[WORK TO DO] Output the line containing "of the shallow" and all subsequent lines of the listing below, copied exactly, with no other lines.

────

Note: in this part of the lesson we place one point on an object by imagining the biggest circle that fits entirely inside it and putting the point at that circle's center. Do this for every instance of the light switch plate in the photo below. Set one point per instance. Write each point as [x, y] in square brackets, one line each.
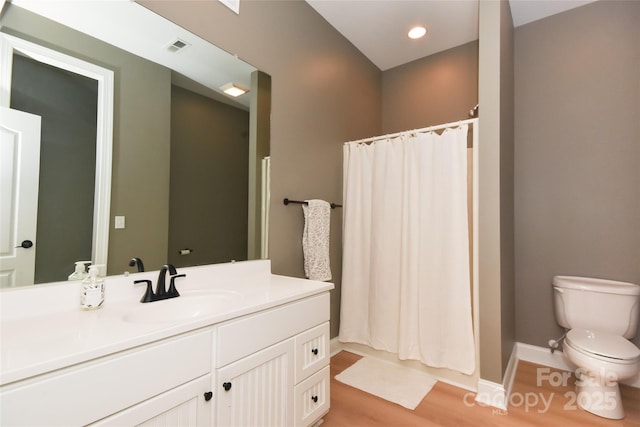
[119, 221]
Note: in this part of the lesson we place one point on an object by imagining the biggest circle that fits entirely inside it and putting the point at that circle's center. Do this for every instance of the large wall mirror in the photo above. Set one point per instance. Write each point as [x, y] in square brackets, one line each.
[189, 173]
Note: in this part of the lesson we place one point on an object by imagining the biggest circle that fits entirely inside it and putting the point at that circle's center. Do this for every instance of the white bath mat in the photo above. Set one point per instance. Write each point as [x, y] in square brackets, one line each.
[404, 386]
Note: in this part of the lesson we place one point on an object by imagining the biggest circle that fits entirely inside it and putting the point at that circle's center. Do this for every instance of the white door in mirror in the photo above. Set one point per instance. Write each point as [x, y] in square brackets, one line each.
[20, 166]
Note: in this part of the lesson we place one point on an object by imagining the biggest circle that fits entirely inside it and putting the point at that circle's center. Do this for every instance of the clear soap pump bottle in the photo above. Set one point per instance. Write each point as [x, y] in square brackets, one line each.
[92, 290]
[81, 270]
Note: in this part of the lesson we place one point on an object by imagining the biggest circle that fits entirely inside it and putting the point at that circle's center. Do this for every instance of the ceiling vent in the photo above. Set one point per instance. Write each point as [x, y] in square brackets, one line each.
[178, 45]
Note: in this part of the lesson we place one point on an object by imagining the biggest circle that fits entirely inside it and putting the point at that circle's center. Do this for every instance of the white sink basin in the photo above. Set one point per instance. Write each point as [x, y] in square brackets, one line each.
[190, 304]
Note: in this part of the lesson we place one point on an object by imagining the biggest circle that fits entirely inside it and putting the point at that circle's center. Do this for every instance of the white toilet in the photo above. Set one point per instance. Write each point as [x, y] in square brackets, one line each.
[600, 316]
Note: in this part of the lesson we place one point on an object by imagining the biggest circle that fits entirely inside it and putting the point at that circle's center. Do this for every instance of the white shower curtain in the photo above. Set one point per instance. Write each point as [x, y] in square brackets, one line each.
[406, 283]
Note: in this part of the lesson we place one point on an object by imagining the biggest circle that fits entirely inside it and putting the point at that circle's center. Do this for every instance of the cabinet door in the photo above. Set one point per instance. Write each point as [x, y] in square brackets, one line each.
[312, 398]
[257, 390]
[312, 351]
[187, 405]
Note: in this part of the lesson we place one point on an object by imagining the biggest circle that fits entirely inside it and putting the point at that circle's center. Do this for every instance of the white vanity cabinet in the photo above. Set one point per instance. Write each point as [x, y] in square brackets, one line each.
[259, 359]
[272, 367]
[165, 379]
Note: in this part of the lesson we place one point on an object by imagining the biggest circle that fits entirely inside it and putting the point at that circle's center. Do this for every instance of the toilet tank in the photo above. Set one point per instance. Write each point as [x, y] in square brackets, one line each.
[597, 304]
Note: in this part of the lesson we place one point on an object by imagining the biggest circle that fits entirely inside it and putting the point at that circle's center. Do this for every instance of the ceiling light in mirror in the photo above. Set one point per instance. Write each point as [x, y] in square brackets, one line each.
[233, 89]
[417, 32]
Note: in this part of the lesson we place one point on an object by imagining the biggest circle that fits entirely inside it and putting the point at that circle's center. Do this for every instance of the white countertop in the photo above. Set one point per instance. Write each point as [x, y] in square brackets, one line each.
[43, 327]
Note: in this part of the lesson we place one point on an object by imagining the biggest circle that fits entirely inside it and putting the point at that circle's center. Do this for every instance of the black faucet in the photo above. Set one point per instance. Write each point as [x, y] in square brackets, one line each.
[161, 291]
[138, 262]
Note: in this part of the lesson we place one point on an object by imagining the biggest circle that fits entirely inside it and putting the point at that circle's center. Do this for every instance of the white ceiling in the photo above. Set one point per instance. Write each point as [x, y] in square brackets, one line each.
[378, 28]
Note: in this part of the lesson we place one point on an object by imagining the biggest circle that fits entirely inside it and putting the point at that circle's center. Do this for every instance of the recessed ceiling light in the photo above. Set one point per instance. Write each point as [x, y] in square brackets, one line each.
[233, 89]
[417, 32]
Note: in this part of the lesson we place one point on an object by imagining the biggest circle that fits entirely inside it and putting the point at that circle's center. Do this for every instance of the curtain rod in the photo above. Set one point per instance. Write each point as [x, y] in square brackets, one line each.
[427, 129]
[286, 201]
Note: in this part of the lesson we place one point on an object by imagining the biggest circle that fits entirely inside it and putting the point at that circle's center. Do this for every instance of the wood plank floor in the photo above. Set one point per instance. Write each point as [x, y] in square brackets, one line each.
[446, 405]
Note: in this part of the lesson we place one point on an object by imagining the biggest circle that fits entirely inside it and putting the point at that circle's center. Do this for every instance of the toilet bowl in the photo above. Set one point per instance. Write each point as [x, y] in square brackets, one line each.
[602, 361]
[600, 316]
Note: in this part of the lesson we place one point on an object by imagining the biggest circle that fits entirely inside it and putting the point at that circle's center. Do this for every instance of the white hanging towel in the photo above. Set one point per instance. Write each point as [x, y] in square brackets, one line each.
[315, 239]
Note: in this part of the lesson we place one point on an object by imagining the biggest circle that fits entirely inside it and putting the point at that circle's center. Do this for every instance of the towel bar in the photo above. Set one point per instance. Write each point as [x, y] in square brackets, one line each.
[302, 202]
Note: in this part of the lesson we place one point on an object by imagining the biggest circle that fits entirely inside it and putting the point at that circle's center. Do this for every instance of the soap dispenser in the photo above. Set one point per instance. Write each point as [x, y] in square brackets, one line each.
[92, 290]
[80, 271]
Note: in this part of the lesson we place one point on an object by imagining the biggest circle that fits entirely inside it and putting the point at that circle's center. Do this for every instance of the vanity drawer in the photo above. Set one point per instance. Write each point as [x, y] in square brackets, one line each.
[312, 398]
[311, 351]
[85, 393]
[245, 336]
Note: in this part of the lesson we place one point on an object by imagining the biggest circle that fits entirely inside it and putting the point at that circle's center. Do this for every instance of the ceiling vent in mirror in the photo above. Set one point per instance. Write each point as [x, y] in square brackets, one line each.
[178, 45]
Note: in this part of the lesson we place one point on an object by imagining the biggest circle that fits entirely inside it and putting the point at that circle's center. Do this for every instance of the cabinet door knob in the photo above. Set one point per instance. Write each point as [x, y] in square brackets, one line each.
[25, 244]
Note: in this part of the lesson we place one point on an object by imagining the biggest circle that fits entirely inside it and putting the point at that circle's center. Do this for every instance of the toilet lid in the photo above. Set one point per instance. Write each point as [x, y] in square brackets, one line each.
[603, 344]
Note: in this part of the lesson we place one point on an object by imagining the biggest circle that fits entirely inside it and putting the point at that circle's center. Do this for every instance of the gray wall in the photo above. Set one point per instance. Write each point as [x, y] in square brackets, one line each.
[324, 92]
[440, 88]
[495, 246]
[140, 138]
[209, 184]
[577, 155]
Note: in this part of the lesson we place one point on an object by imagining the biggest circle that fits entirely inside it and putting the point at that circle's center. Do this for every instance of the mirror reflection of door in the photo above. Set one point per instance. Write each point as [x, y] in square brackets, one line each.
[74, 99]
[67, 103]
[19, 165]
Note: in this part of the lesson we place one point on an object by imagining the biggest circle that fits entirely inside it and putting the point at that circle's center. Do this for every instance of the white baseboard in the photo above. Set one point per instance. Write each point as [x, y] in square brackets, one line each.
[492, 394]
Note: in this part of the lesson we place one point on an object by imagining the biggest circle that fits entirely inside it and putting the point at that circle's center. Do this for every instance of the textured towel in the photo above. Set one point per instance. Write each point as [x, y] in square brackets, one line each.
[315, 240]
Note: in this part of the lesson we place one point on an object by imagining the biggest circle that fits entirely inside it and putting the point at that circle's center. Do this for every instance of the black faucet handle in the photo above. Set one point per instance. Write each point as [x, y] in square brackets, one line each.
[148, 296]
[137, 262]
[173, 292]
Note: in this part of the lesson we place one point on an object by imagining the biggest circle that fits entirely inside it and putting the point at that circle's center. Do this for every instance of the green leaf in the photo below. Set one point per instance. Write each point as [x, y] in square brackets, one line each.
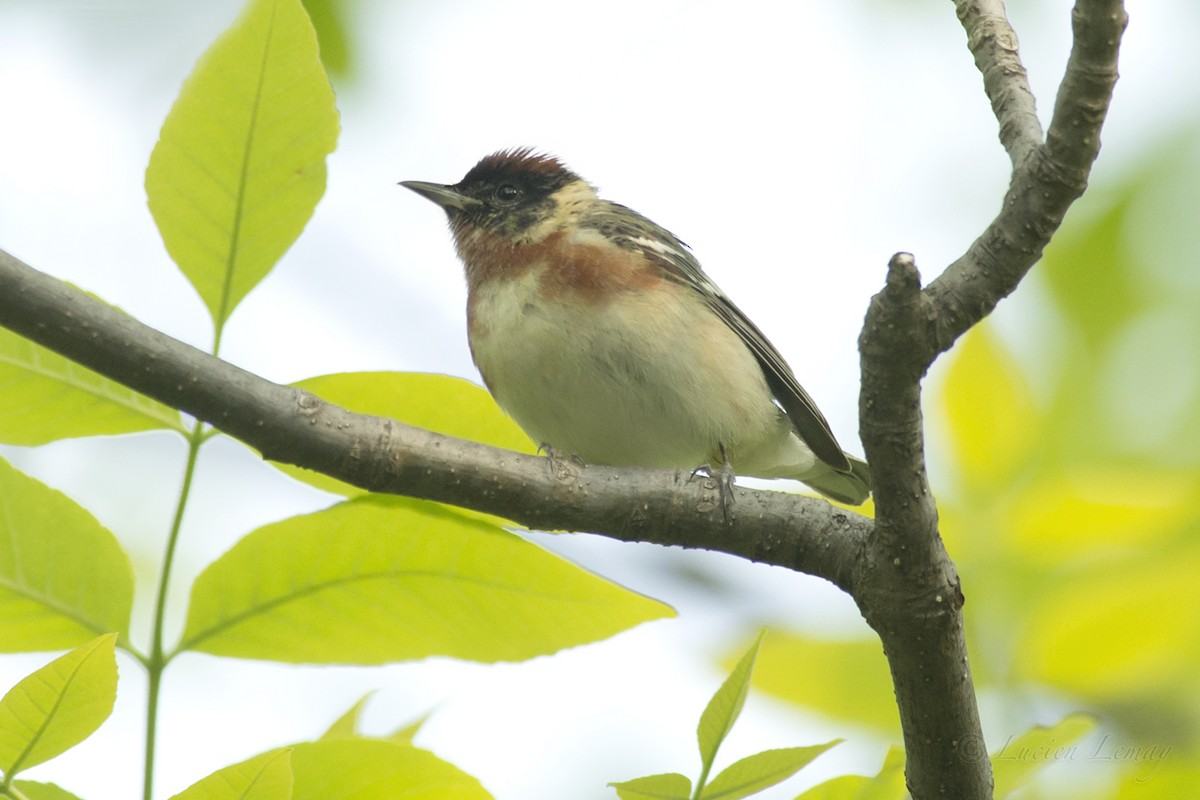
[669, 786]
[846, 680]
[406, 733]
[1023, 757]
[35, 791]
[58, 707]
[48, 397]
[1096, 280]
[64, 577]
[887, 785]
[376, 769]
[723, 710]
[439, 403]
[240, 162]
[762, 770]
[379, 578]
[263, 777]
[1116, 632]
[989, 408]
[336, 48]
[347, 726]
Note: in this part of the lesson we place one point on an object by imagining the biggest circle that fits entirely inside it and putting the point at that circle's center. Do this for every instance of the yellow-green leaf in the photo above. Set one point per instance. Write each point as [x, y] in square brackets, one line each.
[1119, 631]
[844, 679]
[669, 786]
[724, 709]
[762, 770]
[36, 791]
[58, 707]
[439, 403]
[47, 397]
[64, 577]
[990, 413]
[263, 777]
[1020, 758]
[381, 578]
[376, 769]
[1066, 516]
[347, 725]
[887, 785]
[240, 162]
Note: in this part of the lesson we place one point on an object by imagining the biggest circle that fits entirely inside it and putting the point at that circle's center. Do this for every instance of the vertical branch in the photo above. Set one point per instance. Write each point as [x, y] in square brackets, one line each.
[910, 590]
[907, 587]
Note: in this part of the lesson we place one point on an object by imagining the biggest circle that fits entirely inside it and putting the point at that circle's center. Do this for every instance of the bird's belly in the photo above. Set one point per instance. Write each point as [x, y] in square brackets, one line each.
[639, 380]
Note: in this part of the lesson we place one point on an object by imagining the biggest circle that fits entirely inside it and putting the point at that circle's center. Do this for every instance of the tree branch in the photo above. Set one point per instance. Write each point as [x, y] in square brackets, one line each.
[910, 590]
[897, 567]
[295, 427]
[1047, 179]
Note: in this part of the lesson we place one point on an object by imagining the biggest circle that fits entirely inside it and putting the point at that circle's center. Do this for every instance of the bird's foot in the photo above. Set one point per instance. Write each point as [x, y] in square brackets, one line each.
[724, 479]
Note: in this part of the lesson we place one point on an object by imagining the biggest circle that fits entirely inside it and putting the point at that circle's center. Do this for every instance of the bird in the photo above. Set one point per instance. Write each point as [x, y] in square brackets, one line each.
[600, 335]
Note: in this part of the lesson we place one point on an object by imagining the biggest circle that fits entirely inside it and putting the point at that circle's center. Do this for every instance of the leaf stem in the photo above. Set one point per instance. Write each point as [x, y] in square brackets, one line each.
[157, 660]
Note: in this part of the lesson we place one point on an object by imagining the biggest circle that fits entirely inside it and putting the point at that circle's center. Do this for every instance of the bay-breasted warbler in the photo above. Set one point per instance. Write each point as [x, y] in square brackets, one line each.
[599, 334]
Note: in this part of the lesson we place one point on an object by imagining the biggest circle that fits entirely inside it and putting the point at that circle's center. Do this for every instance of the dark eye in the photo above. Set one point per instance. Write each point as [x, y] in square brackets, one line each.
[508, 192]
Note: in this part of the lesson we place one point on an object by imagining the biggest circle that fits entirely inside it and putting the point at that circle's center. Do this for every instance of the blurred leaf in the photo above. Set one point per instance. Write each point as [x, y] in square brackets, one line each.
[887, 785]
[48, 397]
[381, 578]
[1023, 757]
[406, 733]
[439, 403]
[990, 411]
[64, 577]
[1117, 632]
[846, 680]
[1095, 509]
[762, 770]
[1158, 773]
[240, 162]
[55, 708]
[669, 786]
[347, 725]
[724, 709]
[1091, 275]
[376, 769]
[35, 791]
[263, 777]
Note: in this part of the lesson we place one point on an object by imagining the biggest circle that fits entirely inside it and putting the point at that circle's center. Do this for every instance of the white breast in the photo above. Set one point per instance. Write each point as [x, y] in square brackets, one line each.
[651, 379]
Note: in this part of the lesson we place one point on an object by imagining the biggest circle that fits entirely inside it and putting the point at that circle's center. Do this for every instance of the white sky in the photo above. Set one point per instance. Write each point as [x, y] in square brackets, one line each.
[793, 145]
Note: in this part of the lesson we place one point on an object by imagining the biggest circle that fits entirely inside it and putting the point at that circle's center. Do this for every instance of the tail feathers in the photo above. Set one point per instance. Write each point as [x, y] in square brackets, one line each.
[852, 487]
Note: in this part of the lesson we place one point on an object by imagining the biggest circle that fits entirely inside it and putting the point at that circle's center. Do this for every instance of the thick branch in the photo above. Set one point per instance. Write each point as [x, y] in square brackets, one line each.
[1045, 181]
[910, 590]
[993, 42]
[292, 426]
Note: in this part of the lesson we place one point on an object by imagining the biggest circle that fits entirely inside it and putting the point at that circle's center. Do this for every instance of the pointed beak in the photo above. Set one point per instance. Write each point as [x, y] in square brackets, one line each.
[448, 197]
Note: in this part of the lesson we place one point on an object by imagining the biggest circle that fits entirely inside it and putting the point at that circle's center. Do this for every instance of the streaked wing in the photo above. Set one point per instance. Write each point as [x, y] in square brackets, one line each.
[635, 232]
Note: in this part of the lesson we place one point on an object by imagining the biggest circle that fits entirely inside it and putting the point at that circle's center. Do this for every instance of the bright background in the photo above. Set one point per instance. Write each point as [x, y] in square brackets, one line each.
[793, 145]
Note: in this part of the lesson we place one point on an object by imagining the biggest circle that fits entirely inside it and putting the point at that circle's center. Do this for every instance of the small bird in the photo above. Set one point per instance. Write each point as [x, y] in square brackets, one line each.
[599, 334]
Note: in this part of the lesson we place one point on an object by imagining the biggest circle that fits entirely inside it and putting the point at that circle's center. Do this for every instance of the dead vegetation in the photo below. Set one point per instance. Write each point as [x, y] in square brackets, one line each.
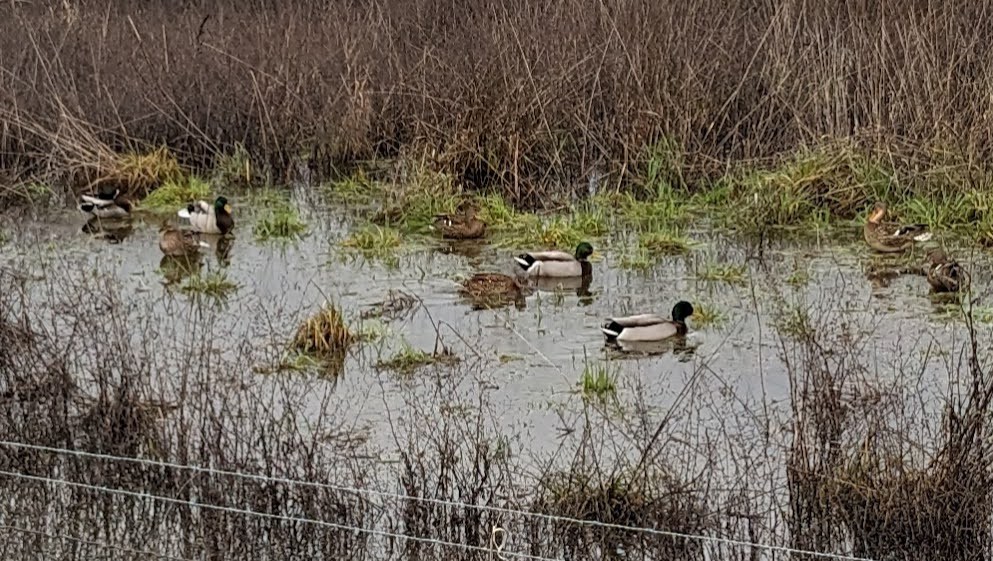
[527, 98]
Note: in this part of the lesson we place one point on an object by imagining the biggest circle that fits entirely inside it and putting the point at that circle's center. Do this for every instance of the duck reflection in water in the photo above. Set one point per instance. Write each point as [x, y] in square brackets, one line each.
[112, 230]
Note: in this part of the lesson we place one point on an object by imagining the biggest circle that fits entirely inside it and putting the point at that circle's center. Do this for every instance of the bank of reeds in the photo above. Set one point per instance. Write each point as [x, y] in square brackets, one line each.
[527, 98]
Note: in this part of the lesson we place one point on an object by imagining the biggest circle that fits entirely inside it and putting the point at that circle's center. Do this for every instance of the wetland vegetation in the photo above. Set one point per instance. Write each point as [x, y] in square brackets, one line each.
[725, 153]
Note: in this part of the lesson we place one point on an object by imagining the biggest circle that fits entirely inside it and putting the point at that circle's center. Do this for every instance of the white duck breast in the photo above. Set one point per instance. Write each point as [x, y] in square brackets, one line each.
[201, 216]
[101, 208]
[550, 264]
[642, 327]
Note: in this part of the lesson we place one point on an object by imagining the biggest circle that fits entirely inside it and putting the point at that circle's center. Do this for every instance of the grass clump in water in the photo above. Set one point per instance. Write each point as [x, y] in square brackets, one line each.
[719, 272]
[280, 221]
[665, 242]
[374, 240]
[214, 285]
[176, 194]
[408, 359]
[597, 382]
[138, 173]
[323, 334]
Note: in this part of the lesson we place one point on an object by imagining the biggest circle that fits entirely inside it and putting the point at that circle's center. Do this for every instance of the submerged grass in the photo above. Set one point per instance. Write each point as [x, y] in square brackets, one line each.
[323, 334]
[214, 284]
[598, 382]
[408, 359]
[279, 220]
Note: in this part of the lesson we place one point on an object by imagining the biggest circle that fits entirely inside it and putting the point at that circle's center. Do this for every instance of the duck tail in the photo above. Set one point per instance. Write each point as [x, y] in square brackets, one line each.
[611, 329]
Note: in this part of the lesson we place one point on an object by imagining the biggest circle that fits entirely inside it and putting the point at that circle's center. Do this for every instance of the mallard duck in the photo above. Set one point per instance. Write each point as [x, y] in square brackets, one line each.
[891, 238]
[648, 327]
[943, 273]
[106, 206]
[175, 243]
[557, 263]
[207, 218]
[464, 225]
[493, 289]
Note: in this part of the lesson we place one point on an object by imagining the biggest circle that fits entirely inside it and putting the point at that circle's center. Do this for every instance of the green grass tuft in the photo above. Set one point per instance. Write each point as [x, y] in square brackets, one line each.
[279, 221]
[597, 382]
[175, 194]
[214, 285]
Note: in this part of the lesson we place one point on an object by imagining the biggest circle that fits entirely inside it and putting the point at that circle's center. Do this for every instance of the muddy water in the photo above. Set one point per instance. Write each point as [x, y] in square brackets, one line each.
[532, 356]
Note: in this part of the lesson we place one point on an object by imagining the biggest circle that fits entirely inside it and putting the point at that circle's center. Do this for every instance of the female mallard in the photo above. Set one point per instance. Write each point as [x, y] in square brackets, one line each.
[462, 226]
[648, 327]
[106, 206]
[887, 237]
[557, 263]
[490, 290]
[178, 243]
[209, 219]
[945, 274]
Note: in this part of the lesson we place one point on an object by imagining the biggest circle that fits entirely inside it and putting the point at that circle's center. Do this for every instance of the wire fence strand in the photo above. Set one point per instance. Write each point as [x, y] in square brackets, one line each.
[394, 496]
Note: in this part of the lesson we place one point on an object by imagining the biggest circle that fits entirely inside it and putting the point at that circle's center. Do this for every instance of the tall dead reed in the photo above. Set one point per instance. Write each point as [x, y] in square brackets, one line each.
[525, 97]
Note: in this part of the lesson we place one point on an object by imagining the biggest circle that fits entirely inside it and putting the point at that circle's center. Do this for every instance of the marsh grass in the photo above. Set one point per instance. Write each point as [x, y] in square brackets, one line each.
[323, 334]
[671, 242]
[214, 284]
[375, 242]
[175, 194]
[409, 359]
[142, 172]
[280, 220]
[598, 381]
[723, 272]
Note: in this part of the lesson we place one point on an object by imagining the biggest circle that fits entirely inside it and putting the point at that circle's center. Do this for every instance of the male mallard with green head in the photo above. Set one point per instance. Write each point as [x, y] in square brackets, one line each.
[106, 206]
[461, 226]
[557, 263]
[178, 243]
[207, 218]
[945, 274]
[888, 237]
[648, 327]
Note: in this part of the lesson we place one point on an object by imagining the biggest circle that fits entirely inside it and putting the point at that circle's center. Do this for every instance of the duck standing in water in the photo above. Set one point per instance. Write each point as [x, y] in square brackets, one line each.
[945, 274]
[179, 243]
[886, 237]
[557, 263]
[209, 219]
[648, 327]
[462, 226]
[106, 206]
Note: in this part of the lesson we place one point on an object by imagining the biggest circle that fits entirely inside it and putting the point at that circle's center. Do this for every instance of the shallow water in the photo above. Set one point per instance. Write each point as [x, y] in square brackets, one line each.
[535, 354]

────

[SOLUTION TO THIS EXERCISE]
Note: in this part of the lesson we place one point on an object by imagining the biggest circle that fits entirely inside it and putting the point at that circle's center. Do this for every instance of the shallow water in the photo above. Set one point per instance. Write each point as [x, y] in square brackets, one line each.
[535, 354]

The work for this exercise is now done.